▶

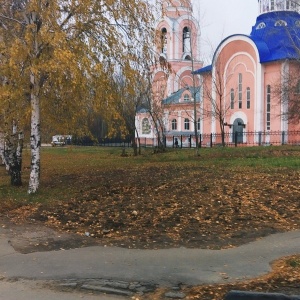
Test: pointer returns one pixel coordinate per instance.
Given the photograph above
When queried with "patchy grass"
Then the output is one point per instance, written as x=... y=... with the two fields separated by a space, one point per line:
x=223 y=198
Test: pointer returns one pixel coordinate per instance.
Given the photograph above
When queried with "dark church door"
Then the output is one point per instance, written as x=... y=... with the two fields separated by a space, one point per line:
x=237 y=131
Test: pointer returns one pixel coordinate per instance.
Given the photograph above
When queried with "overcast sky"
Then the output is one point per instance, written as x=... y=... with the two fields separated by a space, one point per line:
x=220 y=18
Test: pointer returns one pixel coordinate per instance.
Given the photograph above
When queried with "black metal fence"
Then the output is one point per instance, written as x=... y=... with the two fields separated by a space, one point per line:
x=236 y=139
x=105 y=142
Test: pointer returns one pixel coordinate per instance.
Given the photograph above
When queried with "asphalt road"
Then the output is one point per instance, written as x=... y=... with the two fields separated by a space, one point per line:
x=166 y=267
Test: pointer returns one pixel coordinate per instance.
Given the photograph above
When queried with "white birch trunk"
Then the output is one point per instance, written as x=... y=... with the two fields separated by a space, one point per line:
x=35 y=139
x=2 y=147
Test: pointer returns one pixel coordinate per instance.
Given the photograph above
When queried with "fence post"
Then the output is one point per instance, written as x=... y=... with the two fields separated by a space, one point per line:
x=259 y=138
x=235 y=138
x=283 y=138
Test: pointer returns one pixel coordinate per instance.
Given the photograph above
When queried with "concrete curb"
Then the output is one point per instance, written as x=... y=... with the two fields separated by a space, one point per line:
x=240 y=295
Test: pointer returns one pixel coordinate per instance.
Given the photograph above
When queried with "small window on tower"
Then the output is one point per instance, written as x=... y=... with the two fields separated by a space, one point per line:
x=186 y=98
x=186 y=40
x=281 y=23
x=261 y=25
x=164 y=40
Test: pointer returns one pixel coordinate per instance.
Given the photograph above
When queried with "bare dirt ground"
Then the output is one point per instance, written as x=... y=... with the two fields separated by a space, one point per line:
x=156 y=207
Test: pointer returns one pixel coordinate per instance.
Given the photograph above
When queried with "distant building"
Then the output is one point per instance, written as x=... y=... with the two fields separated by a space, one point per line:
x=249 y=86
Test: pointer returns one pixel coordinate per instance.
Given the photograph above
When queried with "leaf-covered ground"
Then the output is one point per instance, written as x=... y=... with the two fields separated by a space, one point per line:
x=224 y=198
x=170 y=204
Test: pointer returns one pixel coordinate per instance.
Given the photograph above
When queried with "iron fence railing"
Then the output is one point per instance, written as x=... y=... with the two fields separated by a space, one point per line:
x=236 y=139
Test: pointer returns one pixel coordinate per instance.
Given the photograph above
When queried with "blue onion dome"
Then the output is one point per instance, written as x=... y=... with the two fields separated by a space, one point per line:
x=277 y=30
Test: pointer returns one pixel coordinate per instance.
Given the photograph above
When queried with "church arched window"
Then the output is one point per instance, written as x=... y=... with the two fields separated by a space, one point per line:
x=186 y=124
x=174 y=124
x=164 y=40
x=146 y=127
x=186 y=40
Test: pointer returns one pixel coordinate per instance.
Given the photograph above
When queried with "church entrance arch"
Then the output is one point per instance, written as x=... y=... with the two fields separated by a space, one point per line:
x=238 y=131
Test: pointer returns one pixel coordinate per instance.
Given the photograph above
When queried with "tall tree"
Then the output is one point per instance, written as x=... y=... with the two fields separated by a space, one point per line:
x=55 y=59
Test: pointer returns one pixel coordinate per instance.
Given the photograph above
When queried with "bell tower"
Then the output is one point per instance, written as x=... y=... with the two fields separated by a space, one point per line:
x=178 y=43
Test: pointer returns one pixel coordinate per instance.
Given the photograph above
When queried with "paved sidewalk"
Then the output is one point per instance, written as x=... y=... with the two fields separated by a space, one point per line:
x=161 y=267
x=23 y=290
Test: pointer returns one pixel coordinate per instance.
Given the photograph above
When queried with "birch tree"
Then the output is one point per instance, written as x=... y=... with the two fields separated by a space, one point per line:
x=56 y=56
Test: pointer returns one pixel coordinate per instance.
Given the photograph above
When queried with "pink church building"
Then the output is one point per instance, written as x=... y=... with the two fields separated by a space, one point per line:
x=247 y=94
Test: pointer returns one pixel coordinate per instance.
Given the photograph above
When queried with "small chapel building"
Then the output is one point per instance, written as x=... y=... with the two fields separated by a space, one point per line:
x=245 y=95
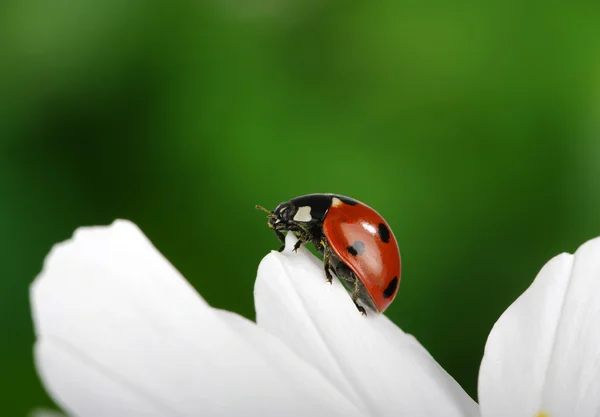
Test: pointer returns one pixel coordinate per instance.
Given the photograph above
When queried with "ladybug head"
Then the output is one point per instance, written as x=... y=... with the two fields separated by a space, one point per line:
x=283 y=213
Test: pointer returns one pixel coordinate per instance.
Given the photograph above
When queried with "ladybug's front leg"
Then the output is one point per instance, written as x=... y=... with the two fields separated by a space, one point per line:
x=281 y=238
x=327 y=254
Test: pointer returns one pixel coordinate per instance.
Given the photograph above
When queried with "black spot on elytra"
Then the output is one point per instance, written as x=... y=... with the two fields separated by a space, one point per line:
x=391 y=289
x=384 y=233
x=346 y=200
x=357 y=248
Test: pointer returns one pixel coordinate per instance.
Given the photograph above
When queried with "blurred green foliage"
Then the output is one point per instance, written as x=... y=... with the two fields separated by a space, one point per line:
x=473 y=128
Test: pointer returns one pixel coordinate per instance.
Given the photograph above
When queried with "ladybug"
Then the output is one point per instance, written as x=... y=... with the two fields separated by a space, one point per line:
x=355 y=241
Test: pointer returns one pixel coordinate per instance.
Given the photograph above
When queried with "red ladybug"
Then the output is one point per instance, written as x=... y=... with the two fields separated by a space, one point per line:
x=355 y=241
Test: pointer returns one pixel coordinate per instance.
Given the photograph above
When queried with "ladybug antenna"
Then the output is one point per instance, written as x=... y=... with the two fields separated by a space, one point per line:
x=263 y=209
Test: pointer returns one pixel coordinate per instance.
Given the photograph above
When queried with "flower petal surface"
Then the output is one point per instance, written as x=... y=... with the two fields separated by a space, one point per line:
x=542 y=358
x=121 y=333
x=381 y=369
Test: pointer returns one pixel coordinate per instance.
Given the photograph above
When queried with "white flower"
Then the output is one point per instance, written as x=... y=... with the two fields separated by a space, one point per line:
x=121 y=333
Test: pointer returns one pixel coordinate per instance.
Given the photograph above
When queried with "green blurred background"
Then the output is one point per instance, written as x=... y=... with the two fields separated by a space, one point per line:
x=472 y=128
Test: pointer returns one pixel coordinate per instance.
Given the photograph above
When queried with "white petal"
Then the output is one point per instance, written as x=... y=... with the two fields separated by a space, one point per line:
x=121 y=333
x=378 y=367
x=40 y=412
x=543 y=354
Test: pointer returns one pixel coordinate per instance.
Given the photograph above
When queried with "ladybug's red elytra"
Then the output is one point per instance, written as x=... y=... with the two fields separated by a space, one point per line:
x=356 y=243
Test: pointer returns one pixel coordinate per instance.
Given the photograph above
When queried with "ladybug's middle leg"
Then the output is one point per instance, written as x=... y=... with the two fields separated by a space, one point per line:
x=328 y=258
x=353 y=285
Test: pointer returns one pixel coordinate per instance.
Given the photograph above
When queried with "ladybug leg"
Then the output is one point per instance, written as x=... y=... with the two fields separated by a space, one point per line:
x=327 y=263
x=355 y=297
x=281 y=238
x=353 y=285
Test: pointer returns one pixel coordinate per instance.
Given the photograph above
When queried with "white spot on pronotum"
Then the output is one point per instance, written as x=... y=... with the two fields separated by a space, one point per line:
x=303 y=214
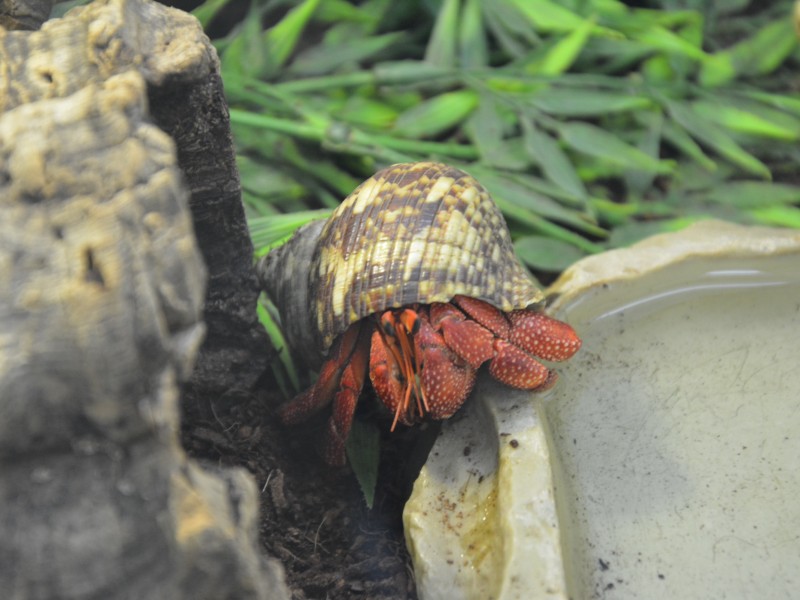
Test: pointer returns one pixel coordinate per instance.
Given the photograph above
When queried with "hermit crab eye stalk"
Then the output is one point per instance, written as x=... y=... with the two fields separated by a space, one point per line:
x=414 y=280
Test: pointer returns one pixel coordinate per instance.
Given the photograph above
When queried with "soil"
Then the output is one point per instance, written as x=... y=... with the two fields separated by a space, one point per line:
x=313 y=517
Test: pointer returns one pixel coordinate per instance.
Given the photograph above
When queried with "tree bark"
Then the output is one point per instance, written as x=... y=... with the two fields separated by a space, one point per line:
x=102 y=288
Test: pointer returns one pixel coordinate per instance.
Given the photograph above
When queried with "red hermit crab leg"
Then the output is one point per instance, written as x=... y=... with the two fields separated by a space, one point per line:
x=410 y=321
x=394 y=336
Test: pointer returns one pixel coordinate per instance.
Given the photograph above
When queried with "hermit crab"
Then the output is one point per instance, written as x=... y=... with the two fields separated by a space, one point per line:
x=412 y=280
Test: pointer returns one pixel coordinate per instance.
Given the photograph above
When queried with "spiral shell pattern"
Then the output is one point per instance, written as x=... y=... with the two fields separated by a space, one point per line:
x=412 y=233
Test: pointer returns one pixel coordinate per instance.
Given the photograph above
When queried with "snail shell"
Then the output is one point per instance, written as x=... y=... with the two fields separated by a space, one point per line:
x=412 y=233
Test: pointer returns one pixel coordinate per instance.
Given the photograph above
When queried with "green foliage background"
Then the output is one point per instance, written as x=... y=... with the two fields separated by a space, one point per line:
x=593 y=123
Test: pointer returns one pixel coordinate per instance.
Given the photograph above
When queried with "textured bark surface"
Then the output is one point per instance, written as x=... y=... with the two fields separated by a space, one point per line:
x=24 y=14
x=101 y=293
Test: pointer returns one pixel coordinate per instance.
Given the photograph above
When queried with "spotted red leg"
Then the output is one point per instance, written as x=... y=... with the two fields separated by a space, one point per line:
x=340 y=379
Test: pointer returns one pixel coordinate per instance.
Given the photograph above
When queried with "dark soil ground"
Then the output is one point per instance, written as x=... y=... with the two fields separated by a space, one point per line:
x=313 y=517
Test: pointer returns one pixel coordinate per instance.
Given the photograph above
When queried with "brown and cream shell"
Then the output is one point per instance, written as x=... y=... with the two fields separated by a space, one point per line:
x=412 y=233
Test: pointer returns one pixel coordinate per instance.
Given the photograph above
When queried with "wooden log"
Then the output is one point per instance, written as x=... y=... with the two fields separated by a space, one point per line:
x=102 y=288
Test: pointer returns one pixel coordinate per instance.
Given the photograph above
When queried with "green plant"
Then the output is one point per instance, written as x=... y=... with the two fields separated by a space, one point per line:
x=591 y=122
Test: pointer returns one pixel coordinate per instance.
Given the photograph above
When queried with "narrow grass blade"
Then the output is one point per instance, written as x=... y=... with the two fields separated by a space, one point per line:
x=285 y=366
x=563 y=54
x=586 y=102
x=473 y=52
x=715 y=137
x=603 y=144
x=436 y=115
x=553 y=160
x=363 y=452
x=441 y=49
x=546 y=254
x=281 y=40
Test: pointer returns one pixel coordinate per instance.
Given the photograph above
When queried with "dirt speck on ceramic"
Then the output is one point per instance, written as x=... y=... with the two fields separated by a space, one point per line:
x=663 y=465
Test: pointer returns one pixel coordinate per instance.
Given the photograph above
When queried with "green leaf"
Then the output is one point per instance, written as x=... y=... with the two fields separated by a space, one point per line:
x=550 y=17
x=546 y=254
x=512 y=189
x=367 y=112
x=436 y=115
x=739 y=120
x=586 y=102
x=268 y=232
x=485 y=127
x=327 y=58
x=781 y=216
x=561 y=56
x=678 y=137
x=472 y=48
x=363 y=452
x=594 y=141
x=441 y=50
x=551 y=158
x=267 y=316
x=245 y=55
x=715 y=137
x=784 y=102
x=666 y=41
x=281 y=39
x=760 y=54
x=635 y=231
x=754 y=194
x=208 y=10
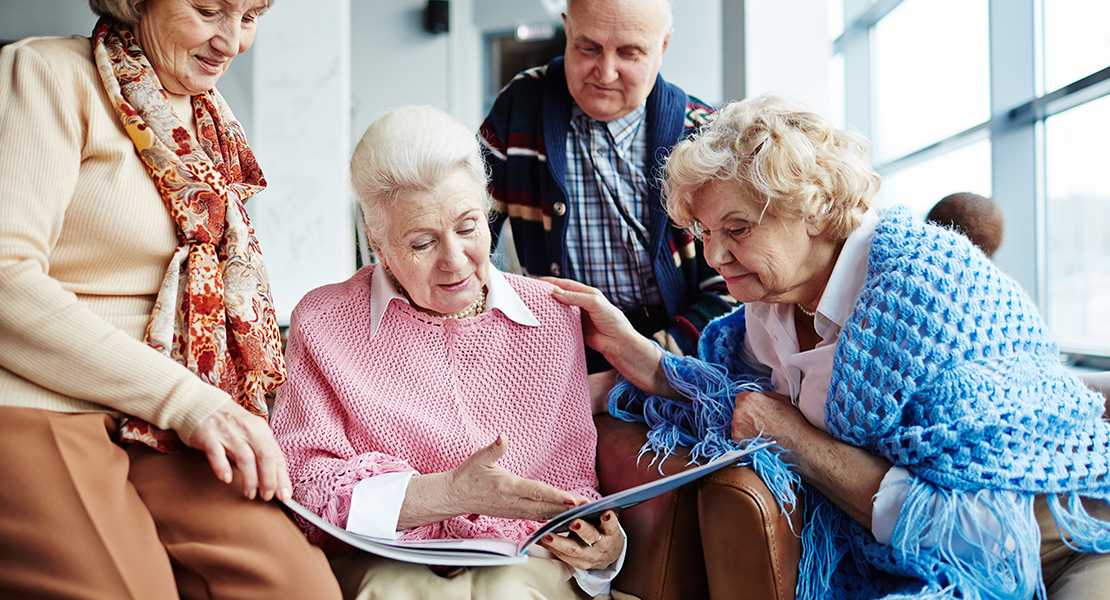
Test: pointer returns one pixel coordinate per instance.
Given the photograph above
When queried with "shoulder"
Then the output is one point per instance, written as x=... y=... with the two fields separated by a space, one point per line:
x=537 y=296
x=697 y=112
x=336 y=300
x=526 y=82
x=64 y=58
x=723 y=337
x=899 y=235
x=74 y=48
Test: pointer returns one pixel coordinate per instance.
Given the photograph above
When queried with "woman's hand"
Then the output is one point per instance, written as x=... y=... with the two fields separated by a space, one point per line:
x=480 y=487
x=847 y=475
x=606 y=329
x=234 y=439
x=588 y=547
x=766 y=414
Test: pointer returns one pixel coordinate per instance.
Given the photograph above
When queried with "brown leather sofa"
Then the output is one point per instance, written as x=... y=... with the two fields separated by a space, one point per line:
x=720 y=537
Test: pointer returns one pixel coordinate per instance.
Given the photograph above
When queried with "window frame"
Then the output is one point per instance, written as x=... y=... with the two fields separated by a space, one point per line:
x=1019 y=107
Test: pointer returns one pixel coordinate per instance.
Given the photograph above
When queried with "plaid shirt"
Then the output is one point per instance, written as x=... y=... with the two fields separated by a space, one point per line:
x=606 y=240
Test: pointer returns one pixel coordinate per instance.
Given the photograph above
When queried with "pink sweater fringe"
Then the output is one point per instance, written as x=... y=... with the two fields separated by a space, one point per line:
x=425 y=394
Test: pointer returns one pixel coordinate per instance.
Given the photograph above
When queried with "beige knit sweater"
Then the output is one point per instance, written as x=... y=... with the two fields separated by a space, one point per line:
x=84 y=243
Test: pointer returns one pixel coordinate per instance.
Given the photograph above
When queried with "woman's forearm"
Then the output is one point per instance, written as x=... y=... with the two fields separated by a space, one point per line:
x=847 y=475
x=427 y=500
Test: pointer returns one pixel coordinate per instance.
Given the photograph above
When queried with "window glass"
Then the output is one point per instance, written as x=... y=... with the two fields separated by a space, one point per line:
x=931 y=73
x=836 y=18
x=836 y=91
x=1078 y=226
x=1077 y=40
x=921 y=185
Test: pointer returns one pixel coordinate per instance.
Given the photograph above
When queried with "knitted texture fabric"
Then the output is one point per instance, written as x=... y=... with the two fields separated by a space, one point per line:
x=425 y=394
x=524 y=139
x=944 y=368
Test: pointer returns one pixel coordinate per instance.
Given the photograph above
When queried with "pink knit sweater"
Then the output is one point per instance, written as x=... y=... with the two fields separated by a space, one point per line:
x=425 y=394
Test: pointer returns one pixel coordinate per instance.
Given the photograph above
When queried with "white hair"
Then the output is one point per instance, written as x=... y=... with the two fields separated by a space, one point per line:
x=412 y=149
x=127 y=11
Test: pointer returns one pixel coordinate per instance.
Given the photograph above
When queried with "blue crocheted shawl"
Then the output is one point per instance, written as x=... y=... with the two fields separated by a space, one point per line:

◀

Required action =>
Where the string "small" appears in a line of the listing, copy that line.

Written solution =>
When queried with "small window on tower"
When queried with "small chapel building"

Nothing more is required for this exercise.